-- begin Data to process --

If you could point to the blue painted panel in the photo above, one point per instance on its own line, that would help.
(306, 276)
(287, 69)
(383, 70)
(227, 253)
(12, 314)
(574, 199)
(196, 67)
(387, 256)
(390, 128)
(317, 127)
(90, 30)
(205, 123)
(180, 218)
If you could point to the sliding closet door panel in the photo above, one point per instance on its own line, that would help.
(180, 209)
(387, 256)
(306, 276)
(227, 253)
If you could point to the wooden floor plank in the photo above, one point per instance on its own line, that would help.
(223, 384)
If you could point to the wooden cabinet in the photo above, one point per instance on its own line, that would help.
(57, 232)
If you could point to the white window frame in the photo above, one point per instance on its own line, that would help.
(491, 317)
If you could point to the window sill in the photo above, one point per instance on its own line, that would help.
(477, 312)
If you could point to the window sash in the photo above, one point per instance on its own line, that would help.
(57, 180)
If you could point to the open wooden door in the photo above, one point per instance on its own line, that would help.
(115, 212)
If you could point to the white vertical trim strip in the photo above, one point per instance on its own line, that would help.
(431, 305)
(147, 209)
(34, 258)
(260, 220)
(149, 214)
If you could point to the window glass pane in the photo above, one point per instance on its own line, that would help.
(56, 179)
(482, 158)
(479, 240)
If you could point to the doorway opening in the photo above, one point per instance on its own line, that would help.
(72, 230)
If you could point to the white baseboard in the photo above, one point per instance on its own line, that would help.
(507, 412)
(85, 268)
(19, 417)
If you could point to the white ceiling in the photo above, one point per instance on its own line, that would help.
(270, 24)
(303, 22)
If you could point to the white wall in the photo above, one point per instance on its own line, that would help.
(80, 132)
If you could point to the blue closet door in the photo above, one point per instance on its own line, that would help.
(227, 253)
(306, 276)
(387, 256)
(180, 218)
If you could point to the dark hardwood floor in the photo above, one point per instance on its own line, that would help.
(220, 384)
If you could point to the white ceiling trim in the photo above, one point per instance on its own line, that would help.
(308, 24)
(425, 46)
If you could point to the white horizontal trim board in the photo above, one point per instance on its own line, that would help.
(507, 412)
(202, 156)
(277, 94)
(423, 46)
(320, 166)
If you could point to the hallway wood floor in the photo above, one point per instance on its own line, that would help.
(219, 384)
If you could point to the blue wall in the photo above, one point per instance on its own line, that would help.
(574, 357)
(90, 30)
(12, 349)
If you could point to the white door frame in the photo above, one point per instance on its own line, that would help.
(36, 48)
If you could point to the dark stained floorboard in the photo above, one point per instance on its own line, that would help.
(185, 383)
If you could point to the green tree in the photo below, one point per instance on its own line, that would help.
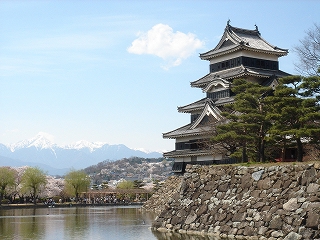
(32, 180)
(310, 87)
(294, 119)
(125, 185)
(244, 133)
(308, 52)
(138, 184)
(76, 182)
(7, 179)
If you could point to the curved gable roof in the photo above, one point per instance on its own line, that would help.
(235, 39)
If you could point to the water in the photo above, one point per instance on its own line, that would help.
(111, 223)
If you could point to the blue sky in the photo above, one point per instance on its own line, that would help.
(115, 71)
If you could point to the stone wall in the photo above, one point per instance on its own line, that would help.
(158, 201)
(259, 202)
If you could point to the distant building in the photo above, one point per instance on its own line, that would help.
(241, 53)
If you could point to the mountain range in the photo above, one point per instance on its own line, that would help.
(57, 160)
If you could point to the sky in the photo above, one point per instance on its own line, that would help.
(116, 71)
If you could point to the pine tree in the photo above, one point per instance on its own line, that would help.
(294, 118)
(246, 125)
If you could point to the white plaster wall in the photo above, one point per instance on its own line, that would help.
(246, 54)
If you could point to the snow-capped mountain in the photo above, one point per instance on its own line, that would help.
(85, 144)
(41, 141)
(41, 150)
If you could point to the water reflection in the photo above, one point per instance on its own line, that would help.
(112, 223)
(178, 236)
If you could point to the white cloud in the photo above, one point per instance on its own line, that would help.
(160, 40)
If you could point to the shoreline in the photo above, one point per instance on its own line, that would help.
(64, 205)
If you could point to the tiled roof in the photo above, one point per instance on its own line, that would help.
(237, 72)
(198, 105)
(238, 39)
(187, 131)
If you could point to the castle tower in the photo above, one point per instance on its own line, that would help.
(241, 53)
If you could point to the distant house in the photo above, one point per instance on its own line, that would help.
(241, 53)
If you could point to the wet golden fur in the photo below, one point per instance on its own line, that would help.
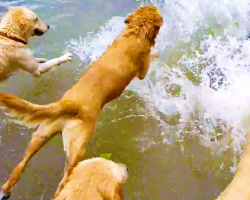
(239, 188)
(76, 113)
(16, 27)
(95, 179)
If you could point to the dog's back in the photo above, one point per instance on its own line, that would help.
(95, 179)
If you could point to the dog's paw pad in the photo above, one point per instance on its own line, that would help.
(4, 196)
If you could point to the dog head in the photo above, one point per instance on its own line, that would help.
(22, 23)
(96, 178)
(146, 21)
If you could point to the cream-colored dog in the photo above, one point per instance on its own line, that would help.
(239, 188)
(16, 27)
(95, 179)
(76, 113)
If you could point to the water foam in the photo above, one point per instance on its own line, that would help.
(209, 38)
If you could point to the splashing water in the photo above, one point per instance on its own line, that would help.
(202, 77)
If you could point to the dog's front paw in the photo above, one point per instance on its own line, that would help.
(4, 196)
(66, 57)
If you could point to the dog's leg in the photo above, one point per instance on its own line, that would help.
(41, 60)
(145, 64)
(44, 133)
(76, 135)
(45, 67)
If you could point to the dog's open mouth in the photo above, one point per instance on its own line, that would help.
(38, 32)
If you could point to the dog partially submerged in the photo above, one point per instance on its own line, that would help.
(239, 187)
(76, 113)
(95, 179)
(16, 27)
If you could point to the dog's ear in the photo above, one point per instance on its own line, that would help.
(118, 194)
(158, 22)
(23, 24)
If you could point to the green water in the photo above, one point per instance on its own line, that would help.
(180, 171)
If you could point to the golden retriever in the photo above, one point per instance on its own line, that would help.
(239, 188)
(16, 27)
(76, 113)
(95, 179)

-- end Data to process --

→ Problem to work on:
Quote, without any change, each line from the one that contains "If you could point to the dog's leg" through the end of the material.

→ Complete response:
If you could point to the dog's leg in the photo above, one point per instance on its own line, that would help.
(41, 60)
(145, 64)
(44, 133)
(76, 135)
(45, 67)
If you could point to the dog's open mouth in the photo above, one point per instance on its own line, that would help.
(38, 32)
If you could point to the dog partially submerged in the photo above, one point per instance on its own line, that would help.
(239, 187)
(76, 113)
(95, 179)
(16, 27)
If you could point to the dog's ear in the photo above, one point per instance on its own line, that would help.
(118, 194)
(158, 22)
(23, 24)
If you could point to the green water in the photo above, one point per instance on its own line, that would help.
(180, 171)
If you could point to the golden retriever in the photo above, one point per instance on its own line, that would help.
(239, 188)
(16, 27)
(76, 113)
(95, 179)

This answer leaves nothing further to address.